Please copy every one of the records below word for word, line by line, with nothing changed.

Provided data:
· · · · ·

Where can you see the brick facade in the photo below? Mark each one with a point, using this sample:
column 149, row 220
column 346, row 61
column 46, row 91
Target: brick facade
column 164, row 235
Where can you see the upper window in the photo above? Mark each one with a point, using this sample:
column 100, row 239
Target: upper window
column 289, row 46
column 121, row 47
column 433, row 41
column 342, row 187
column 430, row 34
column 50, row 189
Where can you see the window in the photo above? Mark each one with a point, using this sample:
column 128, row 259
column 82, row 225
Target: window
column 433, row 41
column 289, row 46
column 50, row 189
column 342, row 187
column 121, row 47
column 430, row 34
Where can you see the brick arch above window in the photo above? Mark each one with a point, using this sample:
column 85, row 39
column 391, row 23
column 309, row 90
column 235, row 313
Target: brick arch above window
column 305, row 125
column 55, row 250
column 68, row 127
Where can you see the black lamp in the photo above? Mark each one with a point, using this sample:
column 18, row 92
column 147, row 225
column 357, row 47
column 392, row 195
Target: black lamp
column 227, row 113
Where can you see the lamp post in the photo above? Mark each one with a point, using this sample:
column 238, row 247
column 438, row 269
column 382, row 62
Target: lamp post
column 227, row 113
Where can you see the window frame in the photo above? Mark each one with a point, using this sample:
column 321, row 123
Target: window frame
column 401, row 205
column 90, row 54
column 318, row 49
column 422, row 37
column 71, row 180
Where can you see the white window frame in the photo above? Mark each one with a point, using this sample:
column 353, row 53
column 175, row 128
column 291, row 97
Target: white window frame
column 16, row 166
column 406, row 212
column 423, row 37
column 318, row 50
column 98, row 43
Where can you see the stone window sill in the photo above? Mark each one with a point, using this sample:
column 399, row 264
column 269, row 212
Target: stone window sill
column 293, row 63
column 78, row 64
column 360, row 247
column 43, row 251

· · · · ·

Result for this task:
Where can you see the brick facade in the photo below? Mark each one with a point, using this sample:
column 149, row 220
column 346, row 61
column 46, row 91
Target: brick facade
column 164, row 235
Where can you see the upper window in the photo above? Mark each one with a point, using this sample:
column 100, row 239
Target: upper window
column 289, row 46
column 121, row 47
column 433, row 41
column 342, row 187
column 430, row 34
column 50, row 189
Where can you see the window in the photo above? Mark each one with a point, using this sample:
column 128, row 259
column 82, row 225
Target: window
column 433, row 41
column 289, row 46
column 50, row 189
column 342, row 187
column 121, row 47
column 430, row 34
Where can you see the brick arch above window in the photo above? Mark each one with a point, using this sample:
column 85, row 39
column 391, row 23
column 309, row 90
column 235, row 313
Target: brick arch above window
column 305, row 125
column 55, row 250
column 68, row 127
Where can you see the black lamp in the photo above? Mark each one with a point, using this sample:
column 18, row 92
column 147, row 225
column 357, row 47
column 392, row 195
Target: black lamp
column 227, row 113
Where can you see the lamp post in the photo above? Mark each one with a point, using this sample:
column 238, row 247
column 438, row 269
column 382, row 62
Target: lamp post
column 227, row 113
Where can you see the window frame in the photo above? Mark each one with a point, using this sample:
column 321, row 123
Target: window frame
column 401, row 205
column 90, row 54
column 318, row 49
column 422, row 37
column 71, row 180
Where can you see the white window frame in the photo above? Mark each one with a point, using this sample:
column 353, row 53
column 175, row 128
column 291, row 97
Target: white window frame
column 16, row 166
column 406, row 212
column 423, row 37
column 318, row 50
column 98, row 43
Where can you see the stone window sill in the photo above? Mark each one with a point, using this sample:
column 399, row 264
column 269, row 212
Target: stone window sill
column 293, row 63
column 78, row 64
column 360, row 247
column 43, row 251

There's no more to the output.